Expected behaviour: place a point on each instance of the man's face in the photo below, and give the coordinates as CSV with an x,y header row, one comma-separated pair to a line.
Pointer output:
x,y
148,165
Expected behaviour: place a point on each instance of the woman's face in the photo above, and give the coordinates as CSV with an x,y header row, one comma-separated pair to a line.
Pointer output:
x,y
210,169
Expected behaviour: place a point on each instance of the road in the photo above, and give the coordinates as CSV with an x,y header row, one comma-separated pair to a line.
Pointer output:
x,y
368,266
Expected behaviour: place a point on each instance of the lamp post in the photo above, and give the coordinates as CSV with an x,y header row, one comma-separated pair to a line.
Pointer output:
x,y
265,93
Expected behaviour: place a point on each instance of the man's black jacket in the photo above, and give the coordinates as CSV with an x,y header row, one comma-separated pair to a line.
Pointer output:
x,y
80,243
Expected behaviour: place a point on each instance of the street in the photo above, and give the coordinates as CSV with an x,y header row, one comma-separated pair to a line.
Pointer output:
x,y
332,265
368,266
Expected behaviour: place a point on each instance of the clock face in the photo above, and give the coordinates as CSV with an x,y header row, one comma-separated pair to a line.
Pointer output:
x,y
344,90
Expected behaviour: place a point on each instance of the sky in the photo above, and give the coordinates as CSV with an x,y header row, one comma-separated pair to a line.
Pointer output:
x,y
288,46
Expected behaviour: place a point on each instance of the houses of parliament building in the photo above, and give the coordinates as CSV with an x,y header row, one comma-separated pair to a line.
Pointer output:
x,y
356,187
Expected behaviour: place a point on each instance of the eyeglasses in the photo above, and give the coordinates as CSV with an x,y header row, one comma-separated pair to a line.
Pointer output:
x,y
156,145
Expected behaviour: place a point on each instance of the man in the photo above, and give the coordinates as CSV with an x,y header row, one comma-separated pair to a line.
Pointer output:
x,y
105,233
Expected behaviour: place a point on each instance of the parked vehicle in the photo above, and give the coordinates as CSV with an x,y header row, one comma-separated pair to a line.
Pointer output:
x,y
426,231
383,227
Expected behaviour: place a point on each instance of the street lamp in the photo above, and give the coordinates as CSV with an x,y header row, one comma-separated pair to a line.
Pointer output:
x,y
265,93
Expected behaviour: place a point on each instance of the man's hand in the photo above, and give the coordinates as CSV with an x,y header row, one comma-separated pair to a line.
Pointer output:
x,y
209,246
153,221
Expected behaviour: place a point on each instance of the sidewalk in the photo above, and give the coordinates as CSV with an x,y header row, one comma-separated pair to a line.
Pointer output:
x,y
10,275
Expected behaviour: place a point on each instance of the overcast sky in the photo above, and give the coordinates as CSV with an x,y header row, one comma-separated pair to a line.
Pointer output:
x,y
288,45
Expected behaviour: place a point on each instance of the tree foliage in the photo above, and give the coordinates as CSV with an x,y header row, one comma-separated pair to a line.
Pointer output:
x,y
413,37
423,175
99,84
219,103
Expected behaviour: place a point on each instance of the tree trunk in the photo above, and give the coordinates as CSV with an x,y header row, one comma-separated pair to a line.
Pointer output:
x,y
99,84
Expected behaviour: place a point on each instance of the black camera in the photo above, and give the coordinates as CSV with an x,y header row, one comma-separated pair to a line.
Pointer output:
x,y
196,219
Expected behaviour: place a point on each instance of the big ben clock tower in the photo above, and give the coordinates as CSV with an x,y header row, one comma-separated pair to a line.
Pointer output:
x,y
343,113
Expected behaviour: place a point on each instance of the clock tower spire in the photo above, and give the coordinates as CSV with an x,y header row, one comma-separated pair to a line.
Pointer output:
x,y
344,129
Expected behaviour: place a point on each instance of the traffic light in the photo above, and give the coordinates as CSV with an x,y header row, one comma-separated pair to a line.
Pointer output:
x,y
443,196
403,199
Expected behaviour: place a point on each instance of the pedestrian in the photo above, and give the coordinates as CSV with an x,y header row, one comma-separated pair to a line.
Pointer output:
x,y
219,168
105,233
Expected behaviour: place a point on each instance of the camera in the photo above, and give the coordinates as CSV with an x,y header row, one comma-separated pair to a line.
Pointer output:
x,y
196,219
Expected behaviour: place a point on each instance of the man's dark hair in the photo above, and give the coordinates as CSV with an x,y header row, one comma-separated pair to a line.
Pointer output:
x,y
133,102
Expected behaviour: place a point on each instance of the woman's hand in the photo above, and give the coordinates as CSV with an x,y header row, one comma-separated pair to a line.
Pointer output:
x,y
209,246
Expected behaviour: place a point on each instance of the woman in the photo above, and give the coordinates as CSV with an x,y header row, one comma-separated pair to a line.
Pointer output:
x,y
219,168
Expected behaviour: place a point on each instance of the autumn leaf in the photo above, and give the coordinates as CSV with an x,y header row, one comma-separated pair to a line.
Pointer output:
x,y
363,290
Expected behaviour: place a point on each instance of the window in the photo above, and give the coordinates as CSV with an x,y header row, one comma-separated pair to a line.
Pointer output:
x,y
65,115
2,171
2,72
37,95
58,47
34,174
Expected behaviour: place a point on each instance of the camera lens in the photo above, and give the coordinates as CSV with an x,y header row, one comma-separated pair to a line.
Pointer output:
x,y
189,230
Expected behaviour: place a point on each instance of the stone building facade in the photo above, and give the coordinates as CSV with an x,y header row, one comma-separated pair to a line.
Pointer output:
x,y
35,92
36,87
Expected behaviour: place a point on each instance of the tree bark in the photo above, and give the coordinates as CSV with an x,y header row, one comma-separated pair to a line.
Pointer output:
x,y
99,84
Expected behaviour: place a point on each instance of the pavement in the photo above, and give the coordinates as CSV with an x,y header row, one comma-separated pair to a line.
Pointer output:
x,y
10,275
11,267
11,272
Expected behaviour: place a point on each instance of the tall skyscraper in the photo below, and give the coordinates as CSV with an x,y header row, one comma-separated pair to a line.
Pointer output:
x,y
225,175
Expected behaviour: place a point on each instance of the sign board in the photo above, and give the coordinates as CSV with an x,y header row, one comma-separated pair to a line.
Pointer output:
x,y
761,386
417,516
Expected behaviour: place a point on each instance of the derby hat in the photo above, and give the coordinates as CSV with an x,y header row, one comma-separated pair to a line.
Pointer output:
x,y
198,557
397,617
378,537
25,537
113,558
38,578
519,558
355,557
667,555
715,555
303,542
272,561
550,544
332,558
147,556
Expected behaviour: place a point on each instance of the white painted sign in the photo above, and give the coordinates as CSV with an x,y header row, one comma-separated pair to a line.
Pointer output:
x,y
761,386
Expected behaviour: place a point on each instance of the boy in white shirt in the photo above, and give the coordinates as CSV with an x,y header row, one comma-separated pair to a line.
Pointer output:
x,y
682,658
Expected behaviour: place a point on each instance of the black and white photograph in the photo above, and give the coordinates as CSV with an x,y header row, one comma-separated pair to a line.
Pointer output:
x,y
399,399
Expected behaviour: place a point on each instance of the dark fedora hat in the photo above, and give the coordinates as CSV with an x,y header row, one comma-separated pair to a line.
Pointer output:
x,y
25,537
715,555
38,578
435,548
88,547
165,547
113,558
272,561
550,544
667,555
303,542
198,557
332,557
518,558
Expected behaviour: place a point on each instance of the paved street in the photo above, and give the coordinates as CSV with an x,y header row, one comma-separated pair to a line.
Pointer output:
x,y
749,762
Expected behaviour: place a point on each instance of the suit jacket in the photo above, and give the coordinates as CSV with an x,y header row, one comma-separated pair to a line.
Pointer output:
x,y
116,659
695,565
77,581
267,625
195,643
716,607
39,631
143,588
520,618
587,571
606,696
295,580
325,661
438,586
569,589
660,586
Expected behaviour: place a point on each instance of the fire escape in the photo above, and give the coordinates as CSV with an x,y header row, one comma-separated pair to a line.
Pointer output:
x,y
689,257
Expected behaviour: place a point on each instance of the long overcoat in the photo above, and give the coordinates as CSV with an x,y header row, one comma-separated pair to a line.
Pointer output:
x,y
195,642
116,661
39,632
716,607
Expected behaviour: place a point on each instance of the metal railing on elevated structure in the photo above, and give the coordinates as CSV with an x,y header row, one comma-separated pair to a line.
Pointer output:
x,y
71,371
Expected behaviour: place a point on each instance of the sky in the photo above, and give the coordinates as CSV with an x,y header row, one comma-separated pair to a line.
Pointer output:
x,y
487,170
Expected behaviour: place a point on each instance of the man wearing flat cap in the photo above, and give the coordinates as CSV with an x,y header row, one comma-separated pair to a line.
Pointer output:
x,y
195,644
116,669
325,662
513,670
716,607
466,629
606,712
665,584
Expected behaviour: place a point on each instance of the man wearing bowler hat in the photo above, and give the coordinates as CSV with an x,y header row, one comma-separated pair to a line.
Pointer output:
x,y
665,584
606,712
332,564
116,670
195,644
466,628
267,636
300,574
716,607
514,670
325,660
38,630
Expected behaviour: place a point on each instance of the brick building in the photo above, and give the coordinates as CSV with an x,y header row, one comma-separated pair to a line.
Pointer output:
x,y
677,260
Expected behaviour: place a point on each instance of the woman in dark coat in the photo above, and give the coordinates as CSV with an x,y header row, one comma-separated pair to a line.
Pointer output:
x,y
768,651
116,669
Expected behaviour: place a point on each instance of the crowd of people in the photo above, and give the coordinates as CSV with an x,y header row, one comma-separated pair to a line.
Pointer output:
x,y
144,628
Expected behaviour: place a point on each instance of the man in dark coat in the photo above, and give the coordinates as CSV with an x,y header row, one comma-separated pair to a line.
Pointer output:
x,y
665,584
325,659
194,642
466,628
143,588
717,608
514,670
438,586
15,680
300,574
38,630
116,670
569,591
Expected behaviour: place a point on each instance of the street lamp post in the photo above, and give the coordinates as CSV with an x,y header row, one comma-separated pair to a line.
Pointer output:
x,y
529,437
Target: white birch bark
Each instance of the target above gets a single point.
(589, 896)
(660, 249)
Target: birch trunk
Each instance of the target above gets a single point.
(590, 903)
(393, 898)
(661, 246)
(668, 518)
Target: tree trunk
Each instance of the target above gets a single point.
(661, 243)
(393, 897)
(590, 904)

□ □ □ □ □ □ □

§ DESCRIPTION OF THE TASK: Pull every line containing the word "camera" out of the listing.

§ TASK SOLUTION:
Expected behaviour: place a point on each instance of the black camera in the photo above, and give the coordinates as CSV with an x,y header row, one comma-separated pair to a line.
Expected behaviour: place a point on each instance of the camera in the photo above, and give the coordinates as CSV with an x,y header row, one comma-separated pair to a line.
Expected behaviour: place a point on each instance of the camera lens in the photo above, and give the coordinates as CSV with an x,y header row, one comma-separated pair to a line.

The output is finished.